**Assignment 1**:
Swap "variable limpet" for "changeable limpet" and write out the part of the Helcion concolor text that opens with "Helcion concolor known" and closes with "of true limpets.".
**Assignment 2**:
Carry on the text about Helcion concolor, picking up after its final sentence.

**Excerpt**:

◇ ◇ ◇ ◇ ◇ ◇ ◇

Species of gastropod

Helcion concolor known by the common name variable limpet, is a species of sea snail, a marine gastropod mollusk in the family Patellidae, one of the families of true limpets.

==Taxonomy==
The species was first described in 1848 by the German scientist Christian Ferdinand Friedrich Krauss (as Patella concolor).

==Distribution==
H. concolor occurs in the Indian Ocean off of Mozambique and South Africa, where the water typically ranges between 20-25°C (68-77°F)

==Description==
H. concolor typically ranges between 30 mm and 60 mm. Coloration varies widely; individual shells may be white, yellow, russet, or black and may feature spots or rays of various widths. Coloration does not appear to vary with distribution or zonation. The cusps of the radula teeth are sharply pointed.

◇ ◇ ◇ ◇ ◇ ◇ ◇

Saved entries:
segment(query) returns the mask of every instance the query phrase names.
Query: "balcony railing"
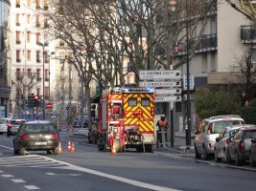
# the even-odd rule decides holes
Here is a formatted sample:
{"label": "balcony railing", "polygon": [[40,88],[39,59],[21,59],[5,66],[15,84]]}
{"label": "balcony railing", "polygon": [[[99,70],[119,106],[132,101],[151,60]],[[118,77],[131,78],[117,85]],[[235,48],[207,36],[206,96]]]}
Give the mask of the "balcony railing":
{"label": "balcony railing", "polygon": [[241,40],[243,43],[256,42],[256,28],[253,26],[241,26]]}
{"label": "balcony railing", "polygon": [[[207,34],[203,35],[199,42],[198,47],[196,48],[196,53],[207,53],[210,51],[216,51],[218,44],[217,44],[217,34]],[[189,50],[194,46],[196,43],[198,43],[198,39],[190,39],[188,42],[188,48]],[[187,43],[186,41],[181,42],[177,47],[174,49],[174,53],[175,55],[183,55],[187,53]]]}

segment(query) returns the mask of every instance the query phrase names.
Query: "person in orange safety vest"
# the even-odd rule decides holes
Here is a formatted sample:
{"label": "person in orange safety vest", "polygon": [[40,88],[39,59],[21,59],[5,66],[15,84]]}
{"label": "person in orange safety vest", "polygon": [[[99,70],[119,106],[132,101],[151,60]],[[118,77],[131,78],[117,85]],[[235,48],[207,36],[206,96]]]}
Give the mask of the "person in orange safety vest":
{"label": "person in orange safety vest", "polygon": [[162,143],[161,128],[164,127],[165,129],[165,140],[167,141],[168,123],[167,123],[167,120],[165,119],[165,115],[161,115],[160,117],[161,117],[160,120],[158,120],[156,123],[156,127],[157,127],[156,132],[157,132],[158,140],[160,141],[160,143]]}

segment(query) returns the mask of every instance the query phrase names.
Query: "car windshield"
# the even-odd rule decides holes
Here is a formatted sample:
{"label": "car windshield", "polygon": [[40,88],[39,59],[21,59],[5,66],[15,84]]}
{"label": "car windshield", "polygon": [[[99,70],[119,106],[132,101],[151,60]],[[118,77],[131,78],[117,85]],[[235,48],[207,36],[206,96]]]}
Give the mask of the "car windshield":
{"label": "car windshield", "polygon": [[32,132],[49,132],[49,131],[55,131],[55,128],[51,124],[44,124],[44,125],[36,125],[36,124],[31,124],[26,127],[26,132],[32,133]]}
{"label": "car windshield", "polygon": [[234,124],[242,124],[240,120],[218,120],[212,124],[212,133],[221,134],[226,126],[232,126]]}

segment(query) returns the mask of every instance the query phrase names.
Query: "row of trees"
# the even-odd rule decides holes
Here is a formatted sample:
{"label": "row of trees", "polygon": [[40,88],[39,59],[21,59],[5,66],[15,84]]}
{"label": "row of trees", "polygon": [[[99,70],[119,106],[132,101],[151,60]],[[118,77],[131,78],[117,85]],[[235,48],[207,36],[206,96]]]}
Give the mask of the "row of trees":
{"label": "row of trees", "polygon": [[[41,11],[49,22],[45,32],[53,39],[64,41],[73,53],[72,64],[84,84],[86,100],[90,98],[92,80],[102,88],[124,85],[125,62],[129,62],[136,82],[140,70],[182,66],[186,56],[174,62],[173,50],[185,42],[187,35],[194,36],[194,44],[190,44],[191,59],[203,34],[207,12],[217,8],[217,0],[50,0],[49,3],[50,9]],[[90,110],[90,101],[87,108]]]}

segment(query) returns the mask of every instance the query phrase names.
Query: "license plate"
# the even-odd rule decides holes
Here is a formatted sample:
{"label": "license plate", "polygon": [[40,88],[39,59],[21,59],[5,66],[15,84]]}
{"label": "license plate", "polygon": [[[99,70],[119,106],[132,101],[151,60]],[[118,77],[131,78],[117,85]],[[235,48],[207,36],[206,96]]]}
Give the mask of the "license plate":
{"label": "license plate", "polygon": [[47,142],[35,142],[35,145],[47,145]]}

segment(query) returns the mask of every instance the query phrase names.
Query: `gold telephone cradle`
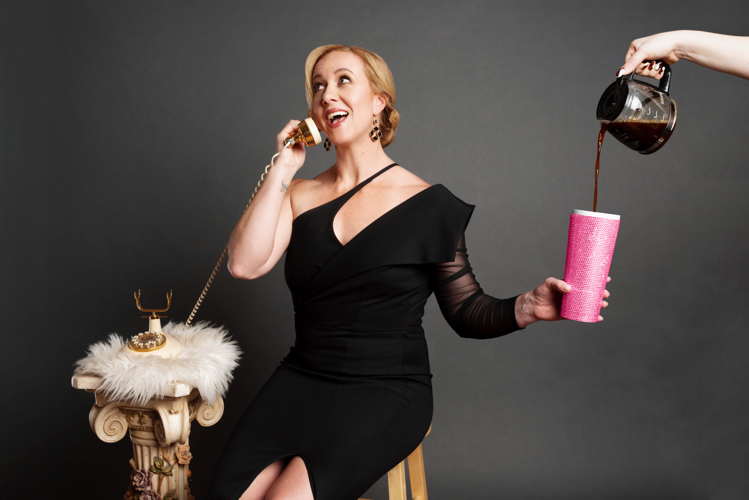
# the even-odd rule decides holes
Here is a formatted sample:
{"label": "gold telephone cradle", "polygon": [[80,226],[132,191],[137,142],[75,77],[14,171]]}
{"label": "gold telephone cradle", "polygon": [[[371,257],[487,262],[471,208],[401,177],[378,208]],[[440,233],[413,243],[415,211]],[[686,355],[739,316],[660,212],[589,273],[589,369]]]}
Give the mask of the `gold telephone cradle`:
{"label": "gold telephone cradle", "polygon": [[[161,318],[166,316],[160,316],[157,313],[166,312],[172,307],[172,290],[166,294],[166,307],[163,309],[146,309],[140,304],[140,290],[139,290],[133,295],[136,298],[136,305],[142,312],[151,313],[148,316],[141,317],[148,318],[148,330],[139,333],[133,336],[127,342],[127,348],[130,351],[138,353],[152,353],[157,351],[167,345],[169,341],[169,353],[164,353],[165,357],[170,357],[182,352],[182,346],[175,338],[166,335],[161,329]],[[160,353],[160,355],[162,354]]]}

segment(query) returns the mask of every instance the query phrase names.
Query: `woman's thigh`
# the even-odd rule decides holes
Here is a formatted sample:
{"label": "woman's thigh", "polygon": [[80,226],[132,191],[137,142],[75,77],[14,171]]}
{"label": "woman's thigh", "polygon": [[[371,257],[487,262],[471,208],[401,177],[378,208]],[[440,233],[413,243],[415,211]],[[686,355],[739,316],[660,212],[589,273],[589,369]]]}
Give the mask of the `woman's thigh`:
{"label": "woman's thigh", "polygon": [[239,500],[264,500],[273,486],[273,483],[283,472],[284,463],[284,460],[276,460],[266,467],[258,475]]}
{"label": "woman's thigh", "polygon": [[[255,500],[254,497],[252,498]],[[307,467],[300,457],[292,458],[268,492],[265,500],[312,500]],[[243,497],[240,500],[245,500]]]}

◇ ◇ ◇ ◇ ◇ ◇ ◇

**Exercise result 1**:
Helcion concolor known by the common name changeable limpet, is a species of sea snail, a marine gastropod mollusk in the family Patellidae, one of the families of true limpets.

**Exercise result 2**:
| Dorsal view. | Ventral view. |
==Behavior and Ecology==
In a 1975 paper, South African cnidariologist George Branch noted a tendency for larger individuals to migrate further upshore and space out further than their smaller counterparts. Larger individuals (over 35mm) were noted to return to a "home scar" after feeding with the majority of studied specimens remaining in or returning to the same scar over a 10-day observation period. Smaller individuals (under 20mm) did not have a fixed scar but tended to return to a general area when not feeding.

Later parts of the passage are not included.